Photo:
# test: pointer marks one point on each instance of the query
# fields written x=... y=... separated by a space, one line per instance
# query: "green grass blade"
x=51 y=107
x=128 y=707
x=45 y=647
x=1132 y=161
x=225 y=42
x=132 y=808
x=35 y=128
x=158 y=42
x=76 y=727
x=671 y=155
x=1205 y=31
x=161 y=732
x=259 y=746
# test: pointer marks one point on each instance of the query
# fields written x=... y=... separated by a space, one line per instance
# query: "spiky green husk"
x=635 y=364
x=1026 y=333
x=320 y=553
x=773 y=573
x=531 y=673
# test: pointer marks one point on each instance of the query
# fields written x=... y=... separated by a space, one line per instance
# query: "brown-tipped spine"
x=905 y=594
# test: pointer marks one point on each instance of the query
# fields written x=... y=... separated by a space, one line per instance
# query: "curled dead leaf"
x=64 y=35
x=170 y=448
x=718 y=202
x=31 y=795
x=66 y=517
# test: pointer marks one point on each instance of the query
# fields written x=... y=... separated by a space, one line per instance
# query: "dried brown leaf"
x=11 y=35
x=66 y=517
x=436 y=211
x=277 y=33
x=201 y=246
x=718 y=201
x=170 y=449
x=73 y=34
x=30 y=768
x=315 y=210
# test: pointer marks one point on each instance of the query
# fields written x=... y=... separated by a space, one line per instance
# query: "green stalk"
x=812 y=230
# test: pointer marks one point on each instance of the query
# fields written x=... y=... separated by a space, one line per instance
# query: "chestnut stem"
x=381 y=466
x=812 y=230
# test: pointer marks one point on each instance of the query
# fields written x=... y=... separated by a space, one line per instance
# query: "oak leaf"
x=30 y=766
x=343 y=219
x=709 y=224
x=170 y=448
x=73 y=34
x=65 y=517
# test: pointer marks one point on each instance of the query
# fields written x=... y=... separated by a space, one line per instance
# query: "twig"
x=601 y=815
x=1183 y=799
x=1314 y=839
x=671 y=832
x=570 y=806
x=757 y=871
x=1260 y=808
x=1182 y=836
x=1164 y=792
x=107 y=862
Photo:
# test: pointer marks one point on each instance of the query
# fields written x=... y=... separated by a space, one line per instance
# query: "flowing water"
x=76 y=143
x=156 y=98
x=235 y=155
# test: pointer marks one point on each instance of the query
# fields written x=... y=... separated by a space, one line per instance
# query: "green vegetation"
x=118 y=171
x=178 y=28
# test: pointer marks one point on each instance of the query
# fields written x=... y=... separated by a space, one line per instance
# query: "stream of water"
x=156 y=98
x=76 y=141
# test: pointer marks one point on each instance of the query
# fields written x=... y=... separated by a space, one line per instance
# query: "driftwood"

- - -

→ Written request: Print all the data exactly.

→ Output below:
Photo:
# test: pointer marks one point on each instance of the query
# fields written x=... y=... separated by a space, one line per instance
# query: "green grass blade"
x=51 y=107
x=128 y=707
x=45 y=647
x=1132 y=161
x=225 y=42
x=132 y=808
x=35 y=128
x=158 y=42
x=76 y=727
x=671 y=155
x=1205 y=31
x=161 y=732
x=259 y=746
# test: pointer marks one point on each instance of the query
# fields written x=... y=... separated by a space, one line per instance
# query: "spiky green husk"
x=635 y=364
x=1026 y=333
x=320 y=553
x=773 y=573
x=531 y=673
# test: pointer marks one point on each instance of the query
# fields written x=... y=... separated by a space, one line per instance
# query: "brown-tipped spine"
x=905 y=594
# test: pointer marks one point on each instance of the query
# fields written x=... y=... separated by a space, one line per instance
# query: "curled dead leaf"
x=64 y=35
x=170 y=448
x=718 y=202
x=31 y=795
x=66 y=517
# test: pointer marks one point on each instance of the query
# fields written x=... y=... separated by a space, one line per instance
# query: "dried brown leaf"
x=11 y=35
x=66 y=517
x=436 y=211
x=277 y=33
x=201 y=246
x=718 y=201
x=170 y=449
x=73 y=34
x=30 y=768
x=315 y=210
# test: pointer marks one point on each instance of the query
# fields written x=... y=... separated by a space, one line per instance
# query: "green stalk"
x=812 y=230
# test: pointer marks one point on each instance of the query
# fields written x=... y=... separated by a space, one line per instance
# query: "chestnut stem"
x=381 y=466
x=812 y=230
# test: pointer marks one point on each instance of the query
# fields written x=... y=... separated by a space, one line per instance
# query: "oak leaf"
x=30 y=766
x=343 y=219
x=709 y=224
x=170 y=448
x=73 y=34
x=65 y=517
# test: pointer marks one point on each instance of the query
# fields written x=... y=... separated by a space, one line per instance
# query: "twig"
x=601 y=815
x=1183 y=799
x=1314 y=839
x=671 y=832
x=570 y=806
x=757 y=871
x=1260 y=808
x=1182 y=836
x=1164 y=792
x=107 y=862
Photo:
# test: pointer marks one point on each instance of the query
# fields written x=... y=... separated by a space, one line per instance
# query: "flowing water"
x=76 y=143
x=156 y=98
x=235 y=155
# test: pointer marks one point on each instance of the query
# fields written x=... y=... separated by a space, one line per instance
# query: "green vegetation"
x=118 y=171
x=178 y=28
# test: pointer marks one point on each instance of the query
# fields written x=... y=... separated by a space, one line per instance
# query: "stream of water"
x=156 y=98
x=76 y=141
# test: pointer marks one point on each instance of the query
# fields written x=... y=... separated by a space, one line per instance
# query: "driftwood"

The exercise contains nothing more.